> [EXTRACT]:
>>>>
Drug-eluting stents reduced the risk of revascularization, heart attack and death in diabetics as compared with bare-metal stents in the largest observational comparison, researchers reported at the American Heart Association's Scientific Sessions 2008.
The results from The Drug-eluting and Bare Metal Stenting in Patients with Diabetes Mellitus: Results from the Mass-DAC Registry, were presented as a late-breaking clinical trial. The study is simultaneously published in Circulation: Journal of the American Heart Association.
"We actually saw a significant benefit from using drug-eluting stents in this patient population," said Laura Mauri, M.D., M.Sc., principal investigator of the study and assistant professor of medicine at Brigham and Women's Hospital and Harvard Medical School in Boston, Mass. "First, they significantly reduced the need for repeat procedures which included repeat stenting or bypass surgery. Second, they were associated with lower rates of death and heart attack. So, as a result we can say that these stents appear to be safe in diabetic patients, whose diabetes puts them at higher risk of mortality and heart attack than the general population."
<<<<
> [YOUR TASKS]:
1. Rewrite the stent report from "Drug-eluting stents reduced" up to and including "American Heart Association.", putting "patients with diabetes" in place of "diabetics".
2. Carry on the stent report past its last sentence.
The records come from a separate, unrelated source.

> [DATA EXCERPTS]:
>>>>
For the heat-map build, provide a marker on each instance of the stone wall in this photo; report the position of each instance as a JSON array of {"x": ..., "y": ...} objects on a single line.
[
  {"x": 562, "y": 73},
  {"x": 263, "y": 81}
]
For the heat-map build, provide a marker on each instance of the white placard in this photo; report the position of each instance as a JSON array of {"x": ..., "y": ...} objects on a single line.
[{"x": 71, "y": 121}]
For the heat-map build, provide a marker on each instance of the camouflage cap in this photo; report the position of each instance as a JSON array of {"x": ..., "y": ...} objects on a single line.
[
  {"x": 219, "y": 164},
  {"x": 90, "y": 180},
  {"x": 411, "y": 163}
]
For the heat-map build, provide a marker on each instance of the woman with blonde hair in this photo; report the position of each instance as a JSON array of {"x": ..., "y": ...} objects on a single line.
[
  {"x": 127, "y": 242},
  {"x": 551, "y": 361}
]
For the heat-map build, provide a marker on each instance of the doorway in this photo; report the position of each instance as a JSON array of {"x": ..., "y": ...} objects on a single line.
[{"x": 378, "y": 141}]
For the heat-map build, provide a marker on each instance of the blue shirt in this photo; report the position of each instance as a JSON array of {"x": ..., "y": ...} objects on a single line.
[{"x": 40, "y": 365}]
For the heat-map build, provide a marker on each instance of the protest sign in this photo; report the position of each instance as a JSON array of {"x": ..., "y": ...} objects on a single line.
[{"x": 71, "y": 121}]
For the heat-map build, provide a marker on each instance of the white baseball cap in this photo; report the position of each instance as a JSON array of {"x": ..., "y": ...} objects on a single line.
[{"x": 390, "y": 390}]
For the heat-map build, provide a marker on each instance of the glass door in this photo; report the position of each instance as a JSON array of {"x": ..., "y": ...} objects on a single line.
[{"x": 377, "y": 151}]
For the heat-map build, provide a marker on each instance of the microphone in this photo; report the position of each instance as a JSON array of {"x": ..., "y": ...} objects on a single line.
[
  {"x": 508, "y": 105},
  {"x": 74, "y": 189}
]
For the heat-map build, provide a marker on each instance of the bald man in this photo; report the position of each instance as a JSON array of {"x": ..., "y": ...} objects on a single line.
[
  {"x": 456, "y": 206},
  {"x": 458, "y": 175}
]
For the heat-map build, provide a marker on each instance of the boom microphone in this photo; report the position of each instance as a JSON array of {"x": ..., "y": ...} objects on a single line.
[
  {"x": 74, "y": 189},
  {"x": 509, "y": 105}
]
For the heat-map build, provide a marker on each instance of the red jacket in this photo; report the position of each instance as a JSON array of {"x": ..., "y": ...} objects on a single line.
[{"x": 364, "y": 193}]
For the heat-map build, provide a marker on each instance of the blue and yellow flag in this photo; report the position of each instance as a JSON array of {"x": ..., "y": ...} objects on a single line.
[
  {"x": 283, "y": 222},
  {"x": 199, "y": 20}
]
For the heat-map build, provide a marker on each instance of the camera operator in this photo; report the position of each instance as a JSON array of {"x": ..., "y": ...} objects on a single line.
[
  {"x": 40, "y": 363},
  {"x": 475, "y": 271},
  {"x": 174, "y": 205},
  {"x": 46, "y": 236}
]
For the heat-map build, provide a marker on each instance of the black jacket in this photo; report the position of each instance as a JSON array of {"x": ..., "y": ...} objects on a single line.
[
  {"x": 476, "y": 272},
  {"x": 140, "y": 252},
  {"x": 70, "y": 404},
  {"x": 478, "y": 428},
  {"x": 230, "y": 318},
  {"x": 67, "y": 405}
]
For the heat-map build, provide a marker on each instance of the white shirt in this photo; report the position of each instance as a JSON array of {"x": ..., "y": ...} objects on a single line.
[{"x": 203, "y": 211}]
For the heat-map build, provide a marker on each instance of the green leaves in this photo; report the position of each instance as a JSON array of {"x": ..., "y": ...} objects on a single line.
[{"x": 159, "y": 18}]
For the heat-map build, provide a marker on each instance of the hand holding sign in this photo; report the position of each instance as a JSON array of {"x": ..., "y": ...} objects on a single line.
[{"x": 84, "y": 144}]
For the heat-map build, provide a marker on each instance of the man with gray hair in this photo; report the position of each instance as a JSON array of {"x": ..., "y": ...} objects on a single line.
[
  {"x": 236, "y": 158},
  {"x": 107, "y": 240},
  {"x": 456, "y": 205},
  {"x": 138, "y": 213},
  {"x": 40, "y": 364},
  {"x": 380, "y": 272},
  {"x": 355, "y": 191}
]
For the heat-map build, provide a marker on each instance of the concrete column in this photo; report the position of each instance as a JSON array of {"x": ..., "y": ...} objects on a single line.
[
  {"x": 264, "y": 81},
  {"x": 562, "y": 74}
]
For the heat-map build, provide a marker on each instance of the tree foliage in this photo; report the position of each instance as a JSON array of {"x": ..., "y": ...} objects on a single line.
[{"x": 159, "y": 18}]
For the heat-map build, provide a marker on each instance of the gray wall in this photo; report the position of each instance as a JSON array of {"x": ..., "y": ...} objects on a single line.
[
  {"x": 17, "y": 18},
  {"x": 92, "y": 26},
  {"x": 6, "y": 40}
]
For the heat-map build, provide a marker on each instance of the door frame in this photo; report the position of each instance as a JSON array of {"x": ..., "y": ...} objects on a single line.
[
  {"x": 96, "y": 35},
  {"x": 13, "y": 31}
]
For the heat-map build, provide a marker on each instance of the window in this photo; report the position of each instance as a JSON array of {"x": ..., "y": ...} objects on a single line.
<<<<
> [TASK RESPONSES]:
1.
Drug-eluting stents reduced the risk of revascularization, heart attack and death in patients with diabetes as compared with bare-metal stents in the largest observational comparison, researchers reported at the American Heart Association's Scientific Sessions 2008.
The results from The Drug-eluting and Bare Metal Stenting in Patients with Diabetes Mellitus: Results from the Mass-DAC Registry, were presented as a late-breaking clinical trial. The study is simultaneously published in Circulation: Journal of the American Heart Association.

2.
People with diabetes make up about a third of all patients undergoing percutaneous coronary interventions (PCI) to reopen blocked blood vessels. In PCI with stenting, a balloon-tipped catheter is threaded into the artery to the point of blockage. Then, the balloon is inflated to open the vessel and a mesh metal stent -- either bare-metal (BMS) or drug-eluting (DES) -- is inserted to keep the channel open. DES are coated with a drug that fights the proliferation of cells that can block the artery (called stenosis).
In the largest population-based comparison of stents in diabetics, researchers used data from a mandatory state registry. They identified 5,051 diabetics who underwent PCI at acute-care, non-federal hospitals between April 2003 and September 2004. Diabetic patients at those hospitals were about twice as likely to get DES compared to BMS (66.1 percent vs. 33.9 percent), researchers said.
At three years of follow-up, the unadjusted cumulative endpoint of death was 14.4 percent for DES patients compared to 22.2 percent for BMS patients, Mauri said.
The researchers then matched a subset of 1,476 DES and 1,476 BMS patients to control for 63 potential confounders such as concurrent conditions and medications. In that comparison, they found the risk-adjusted mortality at three years was 17.5 percent for DES patients vs. 20.7 percent, a small but significant 3.2 percent absolute reduction in mortality in DES patients, with no excess adverse events. The choice of BMS or DES was not randomized, but was done at the direction of the treating physician, so it is possible that the patients given DES were different in the number of blood vessel or other characteristics.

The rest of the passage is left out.